Bereitgestellter Auszug:
===
Die SedPall-Gruppe verwendet den Begriff der „gezielten Sedierung“ anstelle von „palliativer Sedierung“. Die
gezielte Sedierung wird als eine Sedierung definiert, die die Folge einer medizinischen Intervention ist und nicht eine Nebenwirkung eines Medikaments oder Teil des natürlichen Sterbeprozesses. Die Fragen der guten Praxis, beispielsweise Indikation und Voraussetzungen für die Sedierung, wurden aus der Grundterminologie ausgeklammert, damit die Definition dieser Praxis nicht von einer Institution zur anderen oder von einem Land zum anderen aufgrund von unterschiedlichen Regeln der guten Praxis variiert [
10].
Indikation: das Prinzip der Refraktärität des Leids
Eine der Voraussetzungen für die Indikationsstellung einer PS ist das Vorliegen refraktären Leids. Unter refraktärem Leid versteht man ein Leid, das vom Patienten als unerträglich empfunden wird und das mit konventionellen Methoden nicht behandelt werden kann, weil diese bereits ausgeschöpft wurden, die unerwünschten Wirkungen zu stark sind oder der Zeitraum bis zur Erreichung der Symptomkontrolle unzumutbar lang wäre.
===
Extrahierte Einträge:
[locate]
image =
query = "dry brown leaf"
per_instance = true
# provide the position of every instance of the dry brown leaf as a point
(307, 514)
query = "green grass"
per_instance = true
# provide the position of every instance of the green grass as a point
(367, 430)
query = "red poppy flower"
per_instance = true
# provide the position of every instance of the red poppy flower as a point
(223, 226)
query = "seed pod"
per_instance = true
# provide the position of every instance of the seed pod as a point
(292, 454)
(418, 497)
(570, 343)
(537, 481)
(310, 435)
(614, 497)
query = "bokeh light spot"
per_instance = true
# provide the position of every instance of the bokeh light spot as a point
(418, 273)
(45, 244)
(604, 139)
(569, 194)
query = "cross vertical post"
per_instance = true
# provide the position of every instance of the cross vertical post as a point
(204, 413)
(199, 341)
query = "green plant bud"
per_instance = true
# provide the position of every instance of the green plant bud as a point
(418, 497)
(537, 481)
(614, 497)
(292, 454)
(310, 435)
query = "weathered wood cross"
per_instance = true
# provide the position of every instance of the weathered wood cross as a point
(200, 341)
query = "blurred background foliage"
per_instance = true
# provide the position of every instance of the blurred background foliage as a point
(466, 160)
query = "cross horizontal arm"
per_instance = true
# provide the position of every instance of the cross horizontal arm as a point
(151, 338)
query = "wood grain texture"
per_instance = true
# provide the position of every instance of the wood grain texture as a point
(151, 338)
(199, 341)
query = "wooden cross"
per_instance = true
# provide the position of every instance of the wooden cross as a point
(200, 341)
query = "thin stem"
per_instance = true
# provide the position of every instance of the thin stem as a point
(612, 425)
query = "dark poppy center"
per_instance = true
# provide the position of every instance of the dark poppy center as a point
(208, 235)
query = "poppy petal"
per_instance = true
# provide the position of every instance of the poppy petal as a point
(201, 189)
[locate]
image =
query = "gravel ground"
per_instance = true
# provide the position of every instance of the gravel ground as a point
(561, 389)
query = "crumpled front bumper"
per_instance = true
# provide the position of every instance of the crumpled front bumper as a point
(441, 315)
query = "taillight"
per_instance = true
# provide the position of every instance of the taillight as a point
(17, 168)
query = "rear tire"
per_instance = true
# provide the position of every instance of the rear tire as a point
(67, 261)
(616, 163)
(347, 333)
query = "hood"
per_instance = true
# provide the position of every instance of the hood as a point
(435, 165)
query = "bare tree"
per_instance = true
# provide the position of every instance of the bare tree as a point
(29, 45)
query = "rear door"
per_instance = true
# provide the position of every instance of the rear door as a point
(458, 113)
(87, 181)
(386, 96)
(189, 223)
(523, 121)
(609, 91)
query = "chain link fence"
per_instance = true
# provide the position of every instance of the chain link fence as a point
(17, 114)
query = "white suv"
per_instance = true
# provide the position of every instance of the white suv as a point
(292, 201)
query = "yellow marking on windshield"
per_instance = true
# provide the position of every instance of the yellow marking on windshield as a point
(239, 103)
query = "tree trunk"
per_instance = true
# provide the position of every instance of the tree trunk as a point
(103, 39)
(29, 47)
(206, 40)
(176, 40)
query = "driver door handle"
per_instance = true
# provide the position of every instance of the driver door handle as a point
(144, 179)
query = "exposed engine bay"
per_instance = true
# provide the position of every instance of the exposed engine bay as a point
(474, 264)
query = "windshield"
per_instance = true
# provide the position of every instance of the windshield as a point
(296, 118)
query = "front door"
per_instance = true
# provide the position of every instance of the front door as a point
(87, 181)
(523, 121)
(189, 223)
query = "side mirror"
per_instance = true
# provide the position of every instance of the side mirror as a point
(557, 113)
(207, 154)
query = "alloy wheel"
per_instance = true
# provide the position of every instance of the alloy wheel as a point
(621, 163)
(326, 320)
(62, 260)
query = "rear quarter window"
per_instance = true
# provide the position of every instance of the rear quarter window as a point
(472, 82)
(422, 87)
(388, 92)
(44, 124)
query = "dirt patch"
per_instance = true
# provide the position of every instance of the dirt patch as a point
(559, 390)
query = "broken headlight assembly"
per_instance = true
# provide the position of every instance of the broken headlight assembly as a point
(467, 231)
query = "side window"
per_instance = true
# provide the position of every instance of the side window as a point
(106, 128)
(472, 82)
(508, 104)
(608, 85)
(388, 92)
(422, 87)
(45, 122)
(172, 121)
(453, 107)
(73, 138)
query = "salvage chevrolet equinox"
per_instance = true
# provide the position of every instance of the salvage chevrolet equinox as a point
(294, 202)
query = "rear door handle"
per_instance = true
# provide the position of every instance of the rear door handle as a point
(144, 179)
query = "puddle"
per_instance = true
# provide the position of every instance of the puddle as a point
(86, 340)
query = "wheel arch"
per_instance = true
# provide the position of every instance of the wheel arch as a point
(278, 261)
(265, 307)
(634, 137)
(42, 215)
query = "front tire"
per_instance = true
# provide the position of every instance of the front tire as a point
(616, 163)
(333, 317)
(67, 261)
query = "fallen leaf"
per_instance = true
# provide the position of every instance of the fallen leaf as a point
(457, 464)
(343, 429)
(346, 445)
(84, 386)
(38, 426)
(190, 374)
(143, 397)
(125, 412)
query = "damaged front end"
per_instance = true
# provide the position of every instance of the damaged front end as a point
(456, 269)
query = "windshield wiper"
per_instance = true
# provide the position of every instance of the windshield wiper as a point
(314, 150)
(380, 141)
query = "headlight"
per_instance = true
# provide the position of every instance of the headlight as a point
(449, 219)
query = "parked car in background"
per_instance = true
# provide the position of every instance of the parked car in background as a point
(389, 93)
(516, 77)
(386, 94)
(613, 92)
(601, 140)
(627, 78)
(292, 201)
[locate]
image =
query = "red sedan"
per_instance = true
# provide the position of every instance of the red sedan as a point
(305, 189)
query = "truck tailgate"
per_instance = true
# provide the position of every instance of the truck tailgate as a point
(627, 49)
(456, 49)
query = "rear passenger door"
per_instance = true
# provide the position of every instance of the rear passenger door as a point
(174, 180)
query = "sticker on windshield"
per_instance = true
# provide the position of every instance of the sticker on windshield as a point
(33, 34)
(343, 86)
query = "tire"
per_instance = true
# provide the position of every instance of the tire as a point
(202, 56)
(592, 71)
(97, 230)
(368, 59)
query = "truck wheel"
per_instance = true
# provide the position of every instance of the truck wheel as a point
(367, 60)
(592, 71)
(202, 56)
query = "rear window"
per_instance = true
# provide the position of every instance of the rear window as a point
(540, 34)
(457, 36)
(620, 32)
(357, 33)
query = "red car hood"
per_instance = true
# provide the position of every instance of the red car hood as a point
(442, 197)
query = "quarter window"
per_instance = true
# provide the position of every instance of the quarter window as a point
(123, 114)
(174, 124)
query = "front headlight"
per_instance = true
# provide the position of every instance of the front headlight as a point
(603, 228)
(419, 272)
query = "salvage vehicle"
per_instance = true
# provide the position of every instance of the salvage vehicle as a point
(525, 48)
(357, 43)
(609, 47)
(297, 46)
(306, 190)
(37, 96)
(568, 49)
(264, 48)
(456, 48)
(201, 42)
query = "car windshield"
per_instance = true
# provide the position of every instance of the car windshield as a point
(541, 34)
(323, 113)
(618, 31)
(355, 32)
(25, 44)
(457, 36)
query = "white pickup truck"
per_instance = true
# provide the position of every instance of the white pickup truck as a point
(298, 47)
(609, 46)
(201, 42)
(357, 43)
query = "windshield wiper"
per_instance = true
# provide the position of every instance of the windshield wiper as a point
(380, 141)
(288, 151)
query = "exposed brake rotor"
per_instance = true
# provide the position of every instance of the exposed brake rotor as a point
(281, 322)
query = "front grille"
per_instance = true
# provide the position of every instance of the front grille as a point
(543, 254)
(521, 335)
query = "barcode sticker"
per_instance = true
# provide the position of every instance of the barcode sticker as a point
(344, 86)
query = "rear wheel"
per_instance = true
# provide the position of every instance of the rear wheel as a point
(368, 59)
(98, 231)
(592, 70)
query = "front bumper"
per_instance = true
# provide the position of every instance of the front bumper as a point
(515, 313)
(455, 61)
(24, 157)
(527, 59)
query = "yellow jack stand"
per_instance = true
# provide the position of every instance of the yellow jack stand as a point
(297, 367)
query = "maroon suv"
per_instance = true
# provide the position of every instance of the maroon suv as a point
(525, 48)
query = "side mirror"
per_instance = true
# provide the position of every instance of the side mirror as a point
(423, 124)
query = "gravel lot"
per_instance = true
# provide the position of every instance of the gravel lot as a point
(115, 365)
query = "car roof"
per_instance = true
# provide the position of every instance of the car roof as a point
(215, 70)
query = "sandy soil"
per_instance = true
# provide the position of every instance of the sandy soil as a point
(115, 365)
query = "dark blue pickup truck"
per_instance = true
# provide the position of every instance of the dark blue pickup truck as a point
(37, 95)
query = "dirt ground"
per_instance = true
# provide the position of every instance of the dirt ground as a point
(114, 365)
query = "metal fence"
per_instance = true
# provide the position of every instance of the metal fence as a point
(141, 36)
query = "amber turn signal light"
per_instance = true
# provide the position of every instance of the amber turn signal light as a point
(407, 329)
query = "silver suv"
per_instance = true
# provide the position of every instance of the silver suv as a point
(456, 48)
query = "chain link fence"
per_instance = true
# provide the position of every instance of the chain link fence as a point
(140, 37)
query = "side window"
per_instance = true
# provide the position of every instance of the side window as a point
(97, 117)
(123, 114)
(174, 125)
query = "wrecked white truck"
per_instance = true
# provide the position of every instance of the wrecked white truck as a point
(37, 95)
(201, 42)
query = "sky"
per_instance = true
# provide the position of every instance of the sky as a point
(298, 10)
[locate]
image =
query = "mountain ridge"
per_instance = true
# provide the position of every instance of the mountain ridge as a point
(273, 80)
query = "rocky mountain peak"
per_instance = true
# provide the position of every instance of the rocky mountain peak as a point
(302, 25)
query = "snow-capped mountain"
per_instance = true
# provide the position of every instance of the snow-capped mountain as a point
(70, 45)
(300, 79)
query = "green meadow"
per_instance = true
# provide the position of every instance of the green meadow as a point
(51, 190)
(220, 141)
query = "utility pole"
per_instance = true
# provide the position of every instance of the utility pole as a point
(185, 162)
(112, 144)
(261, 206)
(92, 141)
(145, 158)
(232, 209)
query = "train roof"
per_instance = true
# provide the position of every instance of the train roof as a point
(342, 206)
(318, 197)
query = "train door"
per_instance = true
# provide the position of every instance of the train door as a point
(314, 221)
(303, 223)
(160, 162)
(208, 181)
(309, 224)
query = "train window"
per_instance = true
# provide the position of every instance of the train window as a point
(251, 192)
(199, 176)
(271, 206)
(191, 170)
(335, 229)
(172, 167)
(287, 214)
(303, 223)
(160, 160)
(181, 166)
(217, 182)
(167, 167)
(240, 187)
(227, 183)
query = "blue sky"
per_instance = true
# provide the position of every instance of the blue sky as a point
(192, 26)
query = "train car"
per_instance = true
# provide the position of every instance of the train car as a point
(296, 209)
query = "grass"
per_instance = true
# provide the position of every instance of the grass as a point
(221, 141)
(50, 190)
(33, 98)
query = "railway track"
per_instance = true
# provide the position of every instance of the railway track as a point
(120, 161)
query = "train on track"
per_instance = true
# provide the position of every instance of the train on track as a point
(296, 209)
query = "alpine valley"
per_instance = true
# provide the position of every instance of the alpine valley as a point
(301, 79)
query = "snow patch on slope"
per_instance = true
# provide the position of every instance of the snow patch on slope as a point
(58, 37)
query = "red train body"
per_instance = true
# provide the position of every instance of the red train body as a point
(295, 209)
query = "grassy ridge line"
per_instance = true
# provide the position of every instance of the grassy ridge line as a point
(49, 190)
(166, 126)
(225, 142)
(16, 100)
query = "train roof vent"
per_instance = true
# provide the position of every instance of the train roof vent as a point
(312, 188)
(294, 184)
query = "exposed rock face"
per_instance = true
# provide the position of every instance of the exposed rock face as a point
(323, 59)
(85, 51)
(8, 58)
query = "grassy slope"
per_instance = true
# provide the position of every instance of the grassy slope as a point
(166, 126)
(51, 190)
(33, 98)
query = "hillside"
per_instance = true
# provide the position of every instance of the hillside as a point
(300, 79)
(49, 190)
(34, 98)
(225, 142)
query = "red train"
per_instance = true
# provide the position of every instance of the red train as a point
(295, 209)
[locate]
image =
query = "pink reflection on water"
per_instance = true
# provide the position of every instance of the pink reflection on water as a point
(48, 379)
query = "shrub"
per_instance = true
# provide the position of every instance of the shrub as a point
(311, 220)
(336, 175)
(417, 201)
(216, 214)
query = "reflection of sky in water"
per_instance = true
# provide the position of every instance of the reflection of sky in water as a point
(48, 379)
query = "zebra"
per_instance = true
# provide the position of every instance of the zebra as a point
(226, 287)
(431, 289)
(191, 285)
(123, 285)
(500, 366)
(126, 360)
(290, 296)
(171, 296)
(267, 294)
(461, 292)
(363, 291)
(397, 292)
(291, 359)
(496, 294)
===
Material erkunden:
a) Geben Sie den Absatz aus dem bereitgestellten Auszug, der mit „Eine der Voraussetzungen“ beginnt, als kurze Stichpunktliste wieder.
b) Zählen Sie alle Gründe auf, die der bereitgestellte Auszug dafür nennt, dass refraktäres Leid nicht mit konventionellen Methoden behandelt werden kann.
c) Welchen Begriff verwendet die SedPall-Gruppe laut dem bereitgestellten Auszug anstelle von „palliativer Sedierung“?

Antworten je Aufgabe:
a)
- Voraussetzung für die Indikationsstellung einer PS: Vorliegen refraktären Leids
- Refraktäres Leid: vom Patienten als unerträglich empfunden, mit konventionellen Methoden nicht behandelbar
- Gründe für die fehlende Behandelbarkeit: Methoden bereits ausgeschöpft, unerwünschte Wirkungen zu stark oder Zeitraum bis zur Symptomkontrolle unzumutbar lang

b)
- Die konventionellen Methoden wurden bereits ausgeschöpft.
- Die unerwünschten Wirkungen sind zu stark.
- Der Zeitraum bis zur Erreichung der Symptomkontrolle wäre unzumutbar lang.

c) Den Begriff der „gezielten Sedierung“.